● SOURCE TEXT:

Reacting to Modi’s speech, Congress spokesperson Sachin Sawant wrote in a tweet: “Somebody should tell the Prime Minister that it’s Maharashtra’s election and not Kashmir’s. In the last five years, the state debt has doubled, the number of farmers’ suicides have tripled..., and unemployment has increased by nearly ten times and corruption has increased by 100%. Talk about that. “

Modi’s public meeting marked the conclusion of the Mahajanadesh Yatra undertaken by chief minister Devendra Fadnavis to highlight the achievements of the Bharatiya Janata Party (BJP)-Shiv Sena government that administers Maharashtra. The Prime Minister took an indirect swipe at the Sena, without mentioning the BJP ally by name.

“I am amazed at the bayan bahadurs and badbole (loudmouths) on the Ram Mandir issue. Everyone in the country respects the Supreme Court. The apex court is hearing the case. I want to tell these people with folded hands to have faith in the judicial system,” said Modi.

Sena chief Uddhav Thackeray raised the Ram temple issue during Modi’s last visit to the state at a rally in Mumbai, seeking a quick redressal of the dispute. Both Thackeray and Sena mouthpiece Saamna have repeatedly used the issue to brandish the party’s Hindutva credentials and pressurise the BJP.

● DIRECTIONS: Copy the entire passage on Modi's Maharashtra rally word for word.

● RECORD SET:
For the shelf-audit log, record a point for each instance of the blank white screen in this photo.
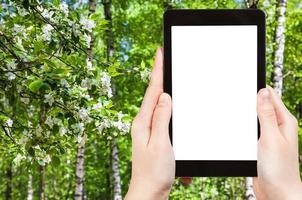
(214, 87)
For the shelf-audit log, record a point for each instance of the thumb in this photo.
(266, 113)
(161, 119)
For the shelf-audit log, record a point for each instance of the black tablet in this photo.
(214, 65)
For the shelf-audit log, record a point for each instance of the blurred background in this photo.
(73, 75)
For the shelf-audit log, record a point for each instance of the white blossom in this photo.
(47, 159)
(97, 106)
(64, 83)
(106, 84)
(49, 122)
(145, 74)
(49, 99)
(89, 64)
(64, 8)
(87, 24)
(22, 12)
(88, 97)
(84, 115)
(266, 3)
(57, 121)
(62, 131)
(87, 40)
(9, 122)
(76, 29)
(18, 28)
(100, 128)
(47, 14)
(11, 65)
(18, 158)
(39, 130)
(86, 84)
(25, 100)
(78, 128)
(11, 76)
(124, 127)
(46, 32)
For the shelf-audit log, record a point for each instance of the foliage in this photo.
(52, 97)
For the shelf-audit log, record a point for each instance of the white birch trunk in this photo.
(250, 195)
(279, 52)
(78, 195)
(80, 171)
(117, 189)
(30, 190)
(116, 172)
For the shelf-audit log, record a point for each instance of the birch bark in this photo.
(117, 189)
(279, 52)
(80, 159)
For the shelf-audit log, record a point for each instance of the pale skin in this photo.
(153, 163)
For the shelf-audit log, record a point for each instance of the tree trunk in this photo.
(116, 173)
(9, 176)
(250, 195)
(80, 172)
(249, 189)
(30, 191)
(42, 183)
(251, 3)
(279, 52)
(117, 189)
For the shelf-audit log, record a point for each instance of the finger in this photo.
(266, 114)
(285, 119)
(186, 180)
(153, 91)
(161, 120)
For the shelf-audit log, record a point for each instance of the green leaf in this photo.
(38, 85)
(55, 161)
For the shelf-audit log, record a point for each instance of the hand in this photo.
(278, 164)
(153, 163)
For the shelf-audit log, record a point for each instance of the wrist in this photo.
(295, 192)
(147, 191)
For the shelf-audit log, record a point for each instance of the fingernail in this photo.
(164, 98)
(264, 95)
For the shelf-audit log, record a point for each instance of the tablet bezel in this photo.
(209, 168)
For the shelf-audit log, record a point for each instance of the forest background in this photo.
(73, 75)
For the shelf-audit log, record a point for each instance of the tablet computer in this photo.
(214, 65)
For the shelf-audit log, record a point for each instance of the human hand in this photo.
(278, 164)
(153, 163)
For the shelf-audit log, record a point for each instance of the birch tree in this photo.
(80, 173)
(30, 190)
(250, 195)
(117, 189)
(279, 51)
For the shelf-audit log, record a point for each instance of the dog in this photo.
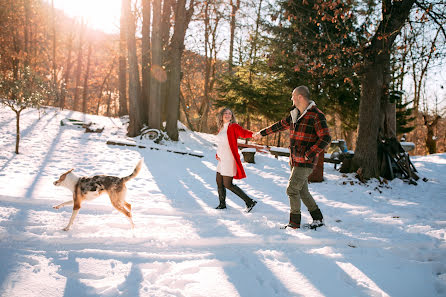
(89, 188)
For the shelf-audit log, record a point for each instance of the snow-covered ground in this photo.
(380, 240)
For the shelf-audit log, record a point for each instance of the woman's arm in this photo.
(240, 132)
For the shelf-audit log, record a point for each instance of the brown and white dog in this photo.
(89, 188)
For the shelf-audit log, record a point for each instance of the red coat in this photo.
(235, 131)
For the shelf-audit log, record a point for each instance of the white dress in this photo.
(226, 165)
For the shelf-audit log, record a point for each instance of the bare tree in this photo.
(79, 66)
(156, 69)
(135, 124)
(145, 57)
(176, 48)
(122, 74)
(86, 77)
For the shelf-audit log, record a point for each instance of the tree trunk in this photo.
(374, 87)
(182, 18)
(108, 103)
(79, 68)
(101, 89)
(235, 8)
(203, 127)
(55, 84)
(67, 73)
(156, 69)
(27, 8)
(87, 74)
(145, 58)
(17, 137)
(135, 124)
(186, 112)
(122, 74)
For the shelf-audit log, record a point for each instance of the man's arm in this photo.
(276, 127)
(324, 138)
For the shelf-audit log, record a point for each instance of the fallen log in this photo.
(124, 143)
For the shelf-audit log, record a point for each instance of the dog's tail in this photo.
(135, 171)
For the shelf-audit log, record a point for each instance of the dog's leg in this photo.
(63, 204)
(73, 216)
(128, 205)
(77, 198)
(117, 200)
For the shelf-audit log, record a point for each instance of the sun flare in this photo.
(98, 14)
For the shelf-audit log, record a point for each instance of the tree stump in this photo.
(318, 172)
(248, 155)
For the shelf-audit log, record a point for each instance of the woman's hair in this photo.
(220, 117)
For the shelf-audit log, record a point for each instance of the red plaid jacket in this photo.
(309, 136)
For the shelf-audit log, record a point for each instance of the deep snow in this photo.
(380, 239)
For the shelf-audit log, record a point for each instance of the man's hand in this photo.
(257, 136)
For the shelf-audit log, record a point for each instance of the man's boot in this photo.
(221, 198)
(239, 192)
(294, 221)
(318, 219)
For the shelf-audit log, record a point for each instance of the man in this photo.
(309, 136)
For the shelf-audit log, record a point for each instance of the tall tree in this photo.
(145, 57)
(135, 124)
(122, 73)
(182, 18)
(156, 69)
(68, 66)
(79, 66)
(376, 112)
(235, 6)
(86, 77)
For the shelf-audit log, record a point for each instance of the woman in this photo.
(229, 164)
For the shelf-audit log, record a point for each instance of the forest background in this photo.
(375, 68)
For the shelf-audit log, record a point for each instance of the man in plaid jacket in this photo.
(309, 136)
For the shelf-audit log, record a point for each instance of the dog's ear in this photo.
(68, 171)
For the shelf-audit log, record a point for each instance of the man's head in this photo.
(300, 95)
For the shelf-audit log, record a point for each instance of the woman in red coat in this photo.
(229, 164)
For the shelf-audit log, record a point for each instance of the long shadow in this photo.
(23, 134)
(45, 162)
(249, 275)
(130, 287)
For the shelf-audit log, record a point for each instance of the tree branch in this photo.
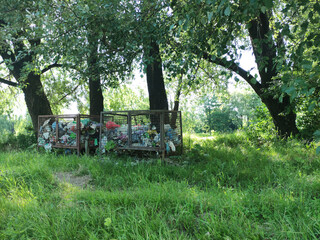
(67, 94)
(14, 84)
(232, 66)
(50, 67)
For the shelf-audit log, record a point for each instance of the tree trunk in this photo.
(156, 88)
(264, 49)
(282, 115)
(173, 122)
(36, 99)
(95, 91)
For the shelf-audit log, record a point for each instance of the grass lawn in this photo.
(223, 187)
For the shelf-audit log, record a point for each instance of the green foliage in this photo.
(124, 98)
(110, 145)
(224, 187)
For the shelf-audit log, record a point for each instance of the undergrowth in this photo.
(223, 187)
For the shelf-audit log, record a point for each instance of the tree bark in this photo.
(35, 98)
(30, 83)
(264, 49)
(95, 91)
(155, 81)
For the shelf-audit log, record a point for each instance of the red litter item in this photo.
(111, 125)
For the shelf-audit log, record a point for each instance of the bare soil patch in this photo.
(69, 177)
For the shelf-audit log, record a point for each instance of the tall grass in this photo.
(223, 187)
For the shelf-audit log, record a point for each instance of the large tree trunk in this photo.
(30, 83)
(156, 88)
(264, 49)
(95, 91)
(282, 115)
(36, 99)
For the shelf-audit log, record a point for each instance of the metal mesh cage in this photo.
(156, 130)
(74, 131)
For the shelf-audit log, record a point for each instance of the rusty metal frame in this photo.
(77, 118)
(129, 114)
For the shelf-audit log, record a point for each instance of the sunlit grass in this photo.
(224, 187)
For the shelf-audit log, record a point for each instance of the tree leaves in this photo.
(227, 11)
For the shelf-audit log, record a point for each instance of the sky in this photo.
(247, 62)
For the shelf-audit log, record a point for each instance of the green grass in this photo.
(223, 187)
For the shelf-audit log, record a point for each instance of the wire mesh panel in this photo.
(72, 131)
(141, 130)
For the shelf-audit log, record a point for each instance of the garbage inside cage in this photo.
(72, 131)
(154, 130)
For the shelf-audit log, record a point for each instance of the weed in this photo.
(224, 187)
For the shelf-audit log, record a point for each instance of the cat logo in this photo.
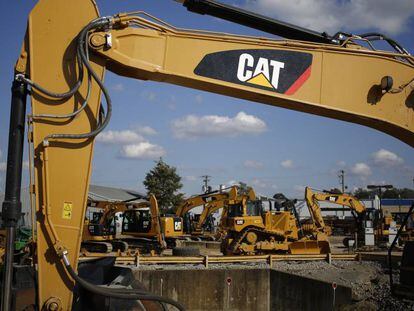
(263, 72)
(278, 71)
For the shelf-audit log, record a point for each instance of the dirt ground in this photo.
(369, 282)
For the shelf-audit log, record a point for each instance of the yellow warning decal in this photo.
(67, 210)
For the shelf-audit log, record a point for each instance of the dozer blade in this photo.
(309, 247)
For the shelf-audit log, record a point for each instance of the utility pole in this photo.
(206, 179)
(341, 176)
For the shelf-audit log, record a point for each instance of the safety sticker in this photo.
(67, 210)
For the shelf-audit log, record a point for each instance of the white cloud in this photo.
(119, 87)
(299, 190)
(253, 164)
(341, 163)
(287, 164)
(198, 99)
(361, 169)
(119, 137)
(149, 95)
(387, 16)
(261, 184)
(142, 150)
(387, 158)
(190, 178)
(192, 126)
(146, 130)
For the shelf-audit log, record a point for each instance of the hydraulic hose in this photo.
(130, 294)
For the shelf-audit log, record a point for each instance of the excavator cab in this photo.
(136, 221)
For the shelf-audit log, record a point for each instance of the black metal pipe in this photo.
(256, 21)
(12, 206)
(403, 224)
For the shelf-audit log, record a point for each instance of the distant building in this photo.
(96, 193)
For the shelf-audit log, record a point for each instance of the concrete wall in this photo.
(292, 292)
(249, 289)
(209, 290)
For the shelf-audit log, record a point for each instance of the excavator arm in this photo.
(65, 53)
(313, 198)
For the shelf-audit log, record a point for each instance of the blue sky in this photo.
(273, 149)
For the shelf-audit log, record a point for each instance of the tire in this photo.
(186, 251)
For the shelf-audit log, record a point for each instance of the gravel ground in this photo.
(368, 280)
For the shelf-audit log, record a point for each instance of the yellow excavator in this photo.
(313, 198)
(210, 201)
(66, 50)
(142, 227)
(145, 228)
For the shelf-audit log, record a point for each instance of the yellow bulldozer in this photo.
(66, 50)
(250, 230)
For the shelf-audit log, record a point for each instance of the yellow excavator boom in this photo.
(66, 50)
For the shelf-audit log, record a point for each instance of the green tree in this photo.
(362, 194)
(406, 193)
(164, 182)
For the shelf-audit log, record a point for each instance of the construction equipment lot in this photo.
(66, 247)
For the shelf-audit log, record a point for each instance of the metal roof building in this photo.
(96, 193)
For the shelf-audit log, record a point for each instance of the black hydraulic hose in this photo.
(393, 245)
(130, 294)
(255, 21)
(12, 206)
(98, 23)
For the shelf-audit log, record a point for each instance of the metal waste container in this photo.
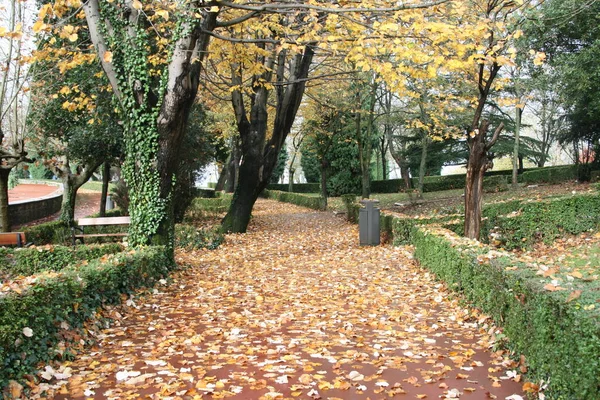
(368, 223)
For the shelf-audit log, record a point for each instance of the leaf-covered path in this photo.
(293, 309)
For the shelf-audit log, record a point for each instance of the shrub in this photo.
(560, 339)
(202, 208)
(316, 203)
(298, 187)
(28, 261)
(521, 224)
(189, 237)
(63, 301)
(550, 174)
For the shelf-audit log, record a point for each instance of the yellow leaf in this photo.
(107, 57)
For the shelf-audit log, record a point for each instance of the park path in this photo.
(292, 309)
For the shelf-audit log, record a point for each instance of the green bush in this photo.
(560, 339)
(28, 261)
(189, 237)
(352, 207)
(316, 203)
(207, 207)
(521, 224)
(298, 187)
(550, 175)
(61, 302)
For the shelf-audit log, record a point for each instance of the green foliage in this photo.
(63, 302)
(352, 207)
(28, 261)
(540, 324)
(298, 187)
(280, 166)
(531, 222)
(201, 208)
(316, 203)
(550, 175)
(190, 237)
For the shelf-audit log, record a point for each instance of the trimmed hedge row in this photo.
(298, 187)
(28, 261)
(520, 224)
(316, 203)
(33, 321)
(560, 339)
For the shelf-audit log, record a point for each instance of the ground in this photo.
(294, 308)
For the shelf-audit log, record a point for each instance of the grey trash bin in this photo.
(368, 223)
(110, 204)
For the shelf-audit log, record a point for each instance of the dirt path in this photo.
(293, 309)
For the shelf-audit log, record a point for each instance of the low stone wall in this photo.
(21, 212)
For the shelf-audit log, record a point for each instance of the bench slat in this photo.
(104, 221)
(101, 234)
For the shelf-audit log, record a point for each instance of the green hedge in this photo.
(521, 224)
(298, 187)
(316, 203)
(560, 339)
(550, 174)
(28, 261)
(68, 297)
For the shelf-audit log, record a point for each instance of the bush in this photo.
(521, 224)
(60, 302)
(189, 237)
(540, 324)
(202, 208)
(316, 203)
(298, 187)
(28, 261)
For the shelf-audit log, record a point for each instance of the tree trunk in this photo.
(222, 176)
(324, 194)
(423, 164)
(515, 182)
(248, 188)
(233, 168)
(105, 181)
(4, 220)
(291, 182)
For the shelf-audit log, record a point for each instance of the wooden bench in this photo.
(101, 221)
(13, 239)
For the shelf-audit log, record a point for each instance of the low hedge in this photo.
(560, 338)
(297, 187)
(316, 203)
(558, 174)
(28, 261)
(34, 320)
(519, 224)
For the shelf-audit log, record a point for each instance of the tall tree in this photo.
(14, 101)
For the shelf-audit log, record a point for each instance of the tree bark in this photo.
(105, 181)
(423, 163)
(259, 155)
(515, 182)
(4, 218)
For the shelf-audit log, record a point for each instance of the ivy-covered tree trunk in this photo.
(4, 221)
(105, 181)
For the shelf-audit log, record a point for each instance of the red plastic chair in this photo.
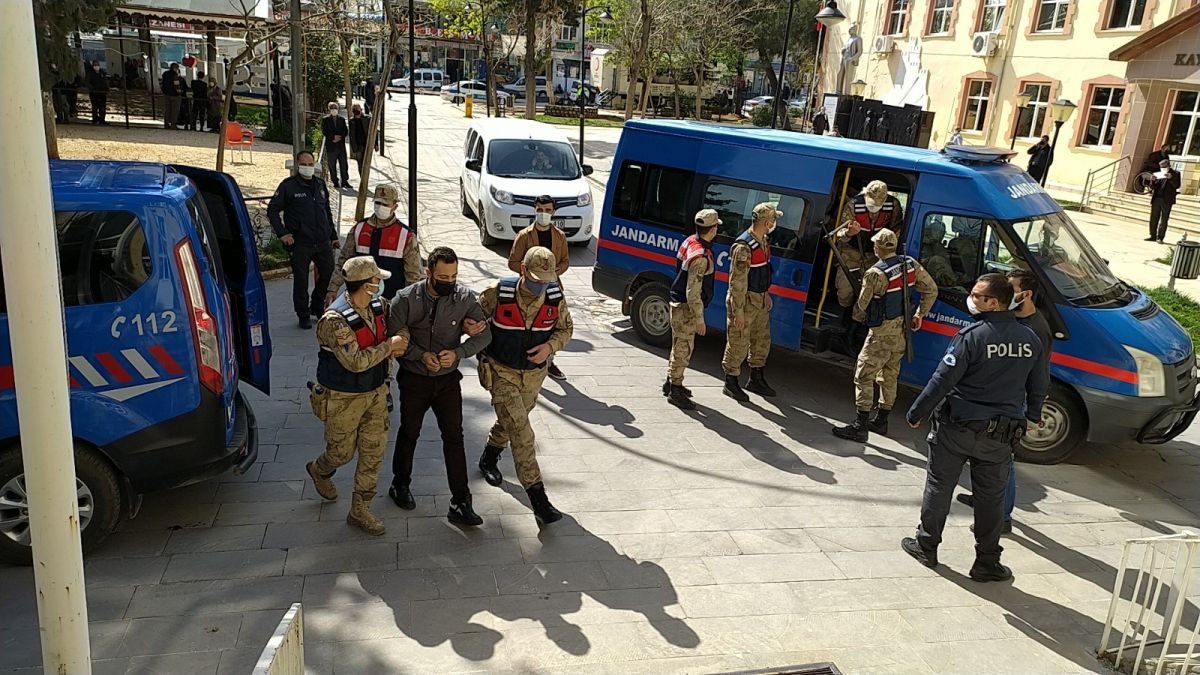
(240, 138)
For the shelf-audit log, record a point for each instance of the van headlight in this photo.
(1151, 374)
(502, 196)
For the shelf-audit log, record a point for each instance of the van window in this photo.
(736, 203)
(102, 255)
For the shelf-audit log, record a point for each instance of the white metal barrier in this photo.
(283, 653)
(1149, 619)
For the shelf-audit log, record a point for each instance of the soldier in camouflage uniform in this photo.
(881, 308)
(351, 395)
(529, 322)
(748, 305)
(690, 293)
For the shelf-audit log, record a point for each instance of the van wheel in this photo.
(1065, 424)
(651, 314)
(485, 237)
(462, 202)
(100, 503)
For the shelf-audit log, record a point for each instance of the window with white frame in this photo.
(898, 12)
(993, 18)
(1126, 13)
(940, 17)
(1033, 118)
(1183, 130)
(1051, 16)
(975, 113)
(1103, 114)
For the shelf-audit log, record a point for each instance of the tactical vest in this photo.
(333, 375)
(511, 340)
(891, 304)
(387, 245)
(694, 248)
(873, 223)
(759, 280)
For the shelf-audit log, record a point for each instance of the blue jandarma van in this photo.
(166, 310)
(1122, 368)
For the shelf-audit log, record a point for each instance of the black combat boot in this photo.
(666, 388)
(679, 399)
(759, 383)
(855, 430)
(543, 509)
(733, 389)
(490, 466)
(462, 514)
(879, 423)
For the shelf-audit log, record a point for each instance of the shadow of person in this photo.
(760, 446)
(597, 413)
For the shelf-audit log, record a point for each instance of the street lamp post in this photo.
(1023, 102)
(583, 34)
(1060, 112)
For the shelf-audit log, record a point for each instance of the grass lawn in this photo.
(1183, 309)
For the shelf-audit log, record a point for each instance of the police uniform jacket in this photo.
(991, 369)
(300, 208)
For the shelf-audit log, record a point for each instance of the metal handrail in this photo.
(1113, 167)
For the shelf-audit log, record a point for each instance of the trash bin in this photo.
(1186, 263)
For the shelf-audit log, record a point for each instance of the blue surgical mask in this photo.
(535, 287)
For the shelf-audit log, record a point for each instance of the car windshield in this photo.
(532, 159)
(1069, 261)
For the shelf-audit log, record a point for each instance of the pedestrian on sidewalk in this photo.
(549, 236)
(335, 131)
(1025, 290)
(529, 322)
(351, 395)
(303, 220)
(690, 294)
(987, 389)
(389, 240)
(97, 93)
(1165, 187)
(433, 314)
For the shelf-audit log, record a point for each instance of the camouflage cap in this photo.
(388, 192)
(540, 263)
(876, 192)
(707, 217)
(886, 239)
(361, 268)
(767, 208)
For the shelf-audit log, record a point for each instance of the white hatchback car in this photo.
(508, 163)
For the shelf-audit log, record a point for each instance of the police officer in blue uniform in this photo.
(988, 388)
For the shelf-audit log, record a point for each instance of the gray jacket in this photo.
(435, 324)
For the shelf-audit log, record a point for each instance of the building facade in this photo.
(1132, 67)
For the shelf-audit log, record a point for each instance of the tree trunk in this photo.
(531, 61)
(52, 130)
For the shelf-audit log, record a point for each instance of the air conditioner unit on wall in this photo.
(983, 43)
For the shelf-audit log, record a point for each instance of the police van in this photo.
(165, 310)
(1122, 369)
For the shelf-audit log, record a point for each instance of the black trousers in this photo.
(99, 107)
(335, 157)
(1159, 214)
(443, 395)
(303, 255)
(954, 447)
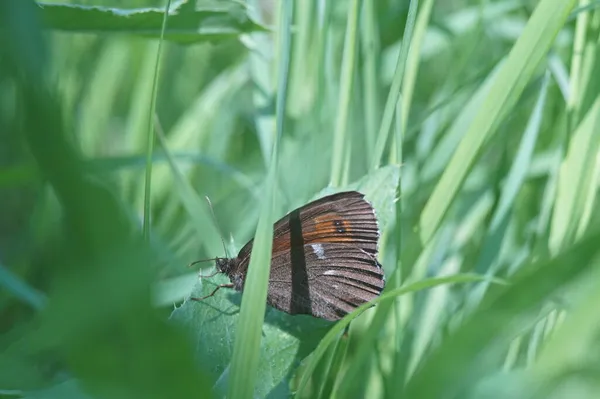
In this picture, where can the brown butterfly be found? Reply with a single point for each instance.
(324, 258)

● RESULT:
Reacting to Modi’s speech, Congress spokesperson Sachin Sawant wrote in a tweet: “Somebody should tell the Prime Minister that it’s Maharashtra’s election and not Kashmir’s. In the last five years, the state debt has doubled, the number of farmers’ suicides have tripled..., and unemployment has increased by nearly ten times and corruption has increased by 100%. Talk about that. “

Modi’s public meeting marked the conclusion of the Mahajanadesh Yatra undertaken by chief minister Devendra Fadnavis to highlight the achievements of the Bharatiya Janata Party (BJP)-Shiv Sena government that administers Maharashtra. The Prime Minister took an indirect swipe at the Sena, without mentioning the BJP ally by name.

“I am amazed at the bayan bahadurs and badbole (loudmouths) on the Ram Mandir issue. Everyone in the country respects the Supreme Court. The apex court is hearing the case. I want to tell these people with folded hands to have faith in the judicial system,” said Modi.

Sena chief Uddhav Thackeray raised the Ram temple issue during Modi’s last visit to the state at a rally in Mumbai, seeking a quick redressal of the dispute. Both Thackeray and Sena mouthpiece Saamna have repeatedly used the issue to brandish the party’s Hindutva credentials and pressurise the BJP.